**What the task requires:** Copy every line of the material below, changing "even-odd" to "nonzero" wherever it occurs and keeping everything else the same.

**Data rows:**

---------------

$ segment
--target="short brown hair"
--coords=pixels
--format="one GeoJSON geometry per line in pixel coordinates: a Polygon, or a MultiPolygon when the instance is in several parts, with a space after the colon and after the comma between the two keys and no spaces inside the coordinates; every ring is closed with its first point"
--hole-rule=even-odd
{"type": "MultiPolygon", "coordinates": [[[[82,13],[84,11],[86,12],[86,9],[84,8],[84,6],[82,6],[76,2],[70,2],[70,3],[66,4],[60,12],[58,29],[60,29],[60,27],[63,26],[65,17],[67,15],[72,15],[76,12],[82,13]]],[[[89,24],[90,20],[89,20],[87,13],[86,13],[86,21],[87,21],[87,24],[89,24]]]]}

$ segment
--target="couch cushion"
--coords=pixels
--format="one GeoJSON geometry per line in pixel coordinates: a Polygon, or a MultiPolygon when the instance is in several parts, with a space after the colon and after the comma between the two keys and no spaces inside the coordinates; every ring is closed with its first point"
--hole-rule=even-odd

---------------

**Response:**
$ segment
--target="short brown hair"
--coords=pixels
--format="one GeoJSON geometry per line in pixel coordinates: a Polygon, or a MultiPolygon when the instance is in several parts, with a space after the colon and after the comma between the two keys and no spaces inside the coordinates; every ring is closed with its first point"
--hole-rule=nonzero
{"type": "MultiPolygon", "coordinates": [[[[82,13],[84,11],[86,12],[86,9],[84,8],[84,6],[82,6],[76,2],[70,2],[70,3],[66,4],[60,12],[58,29],[60,29],[60,27],[63,26],[65,17],[67,15],[72,15],[76,12],[82,13]]],[[[89,24],[90,20],[89,20],[87,13],[86,13],[86,21],[87,21],[87,24],[89,24]]]]}

$ segment
--target="couch cushion"
--coords=pixels
--format="one GeoJSON geometry per line in pixel coordinates: a Polygon, or a MultiPolygon when the instance is in several parts, with a space after the colon and after the comma between the two keys and no spaces inside the coordinates; every ring is closed with its first point"
--hole-rule=nonzero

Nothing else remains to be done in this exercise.